═══ Record list ═══
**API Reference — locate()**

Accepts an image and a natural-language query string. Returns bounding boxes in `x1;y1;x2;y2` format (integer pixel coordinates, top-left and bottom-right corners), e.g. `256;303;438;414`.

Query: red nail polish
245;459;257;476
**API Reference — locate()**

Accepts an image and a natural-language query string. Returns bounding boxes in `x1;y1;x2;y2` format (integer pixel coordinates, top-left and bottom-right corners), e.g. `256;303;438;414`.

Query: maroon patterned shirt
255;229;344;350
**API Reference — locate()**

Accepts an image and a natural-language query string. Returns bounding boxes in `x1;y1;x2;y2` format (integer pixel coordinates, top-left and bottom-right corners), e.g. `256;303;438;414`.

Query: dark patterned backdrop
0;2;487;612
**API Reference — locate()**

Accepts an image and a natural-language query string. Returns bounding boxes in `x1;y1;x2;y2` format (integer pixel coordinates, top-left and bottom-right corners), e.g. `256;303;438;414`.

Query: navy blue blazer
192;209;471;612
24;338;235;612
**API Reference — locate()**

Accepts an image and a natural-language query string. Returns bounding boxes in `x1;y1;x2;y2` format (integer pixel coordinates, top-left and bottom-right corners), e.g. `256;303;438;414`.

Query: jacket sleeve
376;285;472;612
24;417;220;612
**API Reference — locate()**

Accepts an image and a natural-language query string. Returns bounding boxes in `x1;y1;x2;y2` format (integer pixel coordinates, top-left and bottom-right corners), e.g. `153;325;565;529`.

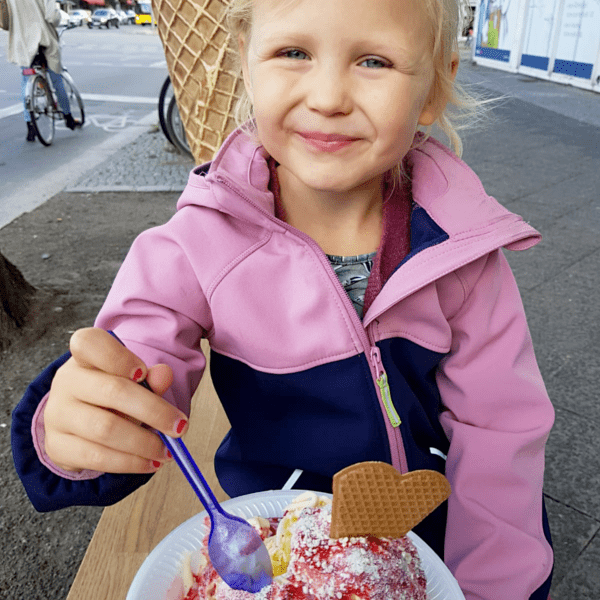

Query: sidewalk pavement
0;54;600;600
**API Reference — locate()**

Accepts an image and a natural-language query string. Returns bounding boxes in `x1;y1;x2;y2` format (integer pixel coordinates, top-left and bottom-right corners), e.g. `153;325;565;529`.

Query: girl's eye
279;48;306;60
360;58;391;69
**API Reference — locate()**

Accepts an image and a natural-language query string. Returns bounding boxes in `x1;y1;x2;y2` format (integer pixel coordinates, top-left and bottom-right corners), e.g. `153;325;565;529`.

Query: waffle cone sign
152;0;243;164
329;461;450;538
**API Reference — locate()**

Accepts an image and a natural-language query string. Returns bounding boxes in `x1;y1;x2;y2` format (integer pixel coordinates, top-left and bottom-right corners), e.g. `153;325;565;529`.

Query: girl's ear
419;52;460;127
238;33;254;103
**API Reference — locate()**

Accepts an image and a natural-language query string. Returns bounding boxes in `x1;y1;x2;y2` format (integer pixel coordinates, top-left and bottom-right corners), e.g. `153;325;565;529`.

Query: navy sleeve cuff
11;353;152;512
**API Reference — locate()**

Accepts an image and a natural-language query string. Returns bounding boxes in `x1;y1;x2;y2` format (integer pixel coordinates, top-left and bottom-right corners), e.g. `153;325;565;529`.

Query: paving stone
545;406;600;520
545;496;600;588
552;532;600;600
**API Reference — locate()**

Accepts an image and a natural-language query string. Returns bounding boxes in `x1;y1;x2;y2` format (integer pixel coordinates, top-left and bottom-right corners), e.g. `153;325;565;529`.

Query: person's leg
21;73;31;123
21;73;35;142
48;69;71;115
48;69;81;130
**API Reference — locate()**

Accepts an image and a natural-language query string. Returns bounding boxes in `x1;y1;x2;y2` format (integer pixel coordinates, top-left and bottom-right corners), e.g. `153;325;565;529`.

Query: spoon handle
157;431;222;514
140;381;223;520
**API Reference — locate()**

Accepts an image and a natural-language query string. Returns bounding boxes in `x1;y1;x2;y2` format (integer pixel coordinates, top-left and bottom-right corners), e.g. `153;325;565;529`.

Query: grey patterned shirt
327;252;377;319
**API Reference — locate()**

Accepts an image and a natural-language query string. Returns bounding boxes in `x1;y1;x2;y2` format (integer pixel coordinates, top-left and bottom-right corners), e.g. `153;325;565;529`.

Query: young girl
13;0;553;600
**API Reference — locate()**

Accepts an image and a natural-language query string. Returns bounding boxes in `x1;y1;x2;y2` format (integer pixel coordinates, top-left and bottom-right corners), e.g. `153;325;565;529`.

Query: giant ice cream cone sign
152;0;243;164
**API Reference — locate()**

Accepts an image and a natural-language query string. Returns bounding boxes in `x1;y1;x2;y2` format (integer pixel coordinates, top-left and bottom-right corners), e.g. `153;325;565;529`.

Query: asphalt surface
0;51;600;600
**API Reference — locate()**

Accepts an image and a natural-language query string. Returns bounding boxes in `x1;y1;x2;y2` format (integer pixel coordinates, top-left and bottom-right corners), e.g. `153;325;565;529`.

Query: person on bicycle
8;0;81;142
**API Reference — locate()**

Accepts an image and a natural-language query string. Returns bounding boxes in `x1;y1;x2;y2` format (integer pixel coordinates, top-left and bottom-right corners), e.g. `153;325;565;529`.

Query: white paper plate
126;490;465;600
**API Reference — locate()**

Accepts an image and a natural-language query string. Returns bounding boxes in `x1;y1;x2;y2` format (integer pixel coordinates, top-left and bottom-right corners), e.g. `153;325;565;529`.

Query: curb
63;185;185;194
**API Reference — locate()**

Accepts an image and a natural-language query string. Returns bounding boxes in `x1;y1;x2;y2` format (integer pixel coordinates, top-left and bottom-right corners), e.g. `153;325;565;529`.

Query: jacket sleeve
11;216;210;511
11;353;151;512
438;250;554;600
44;0;60;27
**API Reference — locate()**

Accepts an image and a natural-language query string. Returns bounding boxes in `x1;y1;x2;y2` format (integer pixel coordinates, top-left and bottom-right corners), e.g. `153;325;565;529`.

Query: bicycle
158;75;192;156
22;26;85;146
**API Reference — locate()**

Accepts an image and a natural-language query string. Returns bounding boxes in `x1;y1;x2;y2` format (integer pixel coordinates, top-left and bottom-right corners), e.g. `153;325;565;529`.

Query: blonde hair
227;0;490;159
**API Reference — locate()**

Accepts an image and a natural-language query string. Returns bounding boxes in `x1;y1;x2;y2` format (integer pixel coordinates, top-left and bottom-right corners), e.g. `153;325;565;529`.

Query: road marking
0;102;23;119
0;110;158;228
86;113;150;133
0;94;158;119
81;94;158;104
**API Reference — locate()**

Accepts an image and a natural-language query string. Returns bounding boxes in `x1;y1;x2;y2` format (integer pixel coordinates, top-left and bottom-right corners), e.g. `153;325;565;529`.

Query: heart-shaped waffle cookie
329;461;451;538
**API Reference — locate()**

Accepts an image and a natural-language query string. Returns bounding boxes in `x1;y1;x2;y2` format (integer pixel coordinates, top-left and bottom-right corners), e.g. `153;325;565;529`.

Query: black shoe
65;113;81;131
26;121;35;142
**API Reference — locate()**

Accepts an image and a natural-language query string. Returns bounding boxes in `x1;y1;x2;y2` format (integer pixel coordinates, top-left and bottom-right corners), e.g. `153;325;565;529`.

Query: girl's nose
306;65;353;116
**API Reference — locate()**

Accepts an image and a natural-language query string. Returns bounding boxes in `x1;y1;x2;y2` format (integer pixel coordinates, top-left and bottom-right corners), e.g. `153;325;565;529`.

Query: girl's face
240;0;443;192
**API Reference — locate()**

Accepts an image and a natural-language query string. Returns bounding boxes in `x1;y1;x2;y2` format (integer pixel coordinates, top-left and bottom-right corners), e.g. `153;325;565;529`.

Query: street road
0;25;167;221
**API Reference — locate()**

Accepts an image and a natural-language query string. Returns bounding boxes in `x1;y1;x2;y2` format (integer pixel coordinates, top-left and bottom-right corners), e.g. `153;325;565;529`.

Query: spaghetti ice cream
178;492;427;600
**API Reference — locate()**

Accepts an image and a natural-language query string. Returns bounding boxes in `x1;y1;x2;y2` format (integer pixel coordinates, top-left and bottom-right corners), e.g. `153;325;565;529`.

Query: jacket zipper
216;175;408;473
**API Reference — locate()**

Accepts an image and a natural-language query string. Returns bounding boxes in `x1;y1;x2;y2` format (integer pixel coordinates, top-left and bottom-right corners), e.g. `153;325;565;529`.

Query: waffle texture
152;0;243;164
329;461;451;538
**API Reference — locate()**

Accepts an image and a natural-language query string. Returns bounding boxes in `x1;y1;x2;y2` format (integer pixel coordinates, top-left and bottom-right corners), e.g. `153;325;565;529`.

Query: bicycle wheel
62;71;85;127
167;96;192;156
158;75;175;146
29;75;54;146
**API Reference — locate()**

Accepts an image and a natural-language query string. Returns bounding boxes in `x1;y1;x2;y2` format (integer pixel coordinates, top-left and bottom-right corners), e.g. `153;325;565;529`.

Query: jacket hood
177;128;541;251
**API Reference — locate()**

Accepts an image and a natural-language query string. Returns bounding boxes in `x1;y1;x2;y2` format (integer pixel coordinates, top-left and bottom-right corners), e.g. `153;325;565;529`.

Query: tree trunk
0;254;35;348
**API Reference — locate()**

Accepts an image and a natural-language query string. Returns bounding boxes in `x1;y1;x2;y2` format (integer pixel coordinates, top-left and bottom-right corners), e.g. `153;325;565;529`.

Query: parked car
69;9;92;27
116;10;129;25
88;8;119;29
135;2;152;25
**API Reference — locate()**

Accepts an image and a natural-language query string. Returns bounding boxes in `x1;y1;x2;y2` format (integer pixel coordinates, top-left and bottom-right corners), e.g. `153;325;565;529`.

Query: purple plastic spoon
141;381;273;594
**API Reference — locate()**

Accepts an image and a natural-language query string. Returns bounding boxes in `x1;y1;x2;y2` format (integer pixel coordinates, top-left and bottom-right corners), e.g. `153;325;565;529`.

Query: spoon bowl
141;381;273;594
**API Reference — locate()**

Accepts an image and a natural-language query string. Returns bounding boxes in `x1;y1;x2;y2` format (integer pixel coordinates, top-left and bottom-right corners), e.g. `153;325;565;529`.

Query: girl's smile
298;131;360;152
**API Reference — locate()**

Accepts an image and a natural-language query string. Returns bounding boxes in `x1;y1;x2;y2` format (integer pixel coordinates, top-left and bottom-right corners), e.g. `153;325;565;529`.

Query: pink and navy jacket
12;130;554;600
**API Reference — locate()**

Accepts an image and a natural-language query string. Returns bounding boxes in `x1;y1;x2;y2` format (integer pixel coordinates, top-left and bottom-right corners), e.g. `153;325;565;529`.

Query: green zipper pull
371;346;402;427
377;373;402;427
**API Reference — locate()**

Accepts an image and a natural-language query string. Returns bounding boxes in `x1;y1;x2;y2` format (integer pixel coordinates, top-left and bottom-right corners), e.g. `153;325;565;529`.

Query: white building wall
473;0;600;92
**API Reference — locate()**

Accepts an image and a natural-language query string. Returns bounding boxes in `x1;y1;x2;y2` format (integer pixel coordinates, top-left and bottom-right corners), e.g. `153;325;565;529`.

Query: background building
473;0;600;92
═══
> Written instruction:
Rewrite the stretch from the start of the records through the line containing "255;229;344;350", swapping "maroon" for "burgundy" and leaving everything else as it is.

> Task response:
**API Reference — locate()**

Accepts an image and a natural-language query string. Returns bounding boxes in `x1;y1;x2;y2` format (integer pixel coordinates, top-left and bottom-right corners), e.g. `256;303;438;414`.

Query: red nail polish
245;459;257;476
**API Reference — locate()**

Accepts an image and a natural-language query string. Returns bounding boxes in `x1;y1;x2;y2` format (integer pixel coordinates, top-left and bottom-right corners), e.g. `256;303;438;414`.

Query: burgundy patterned shirt
255;229;344;350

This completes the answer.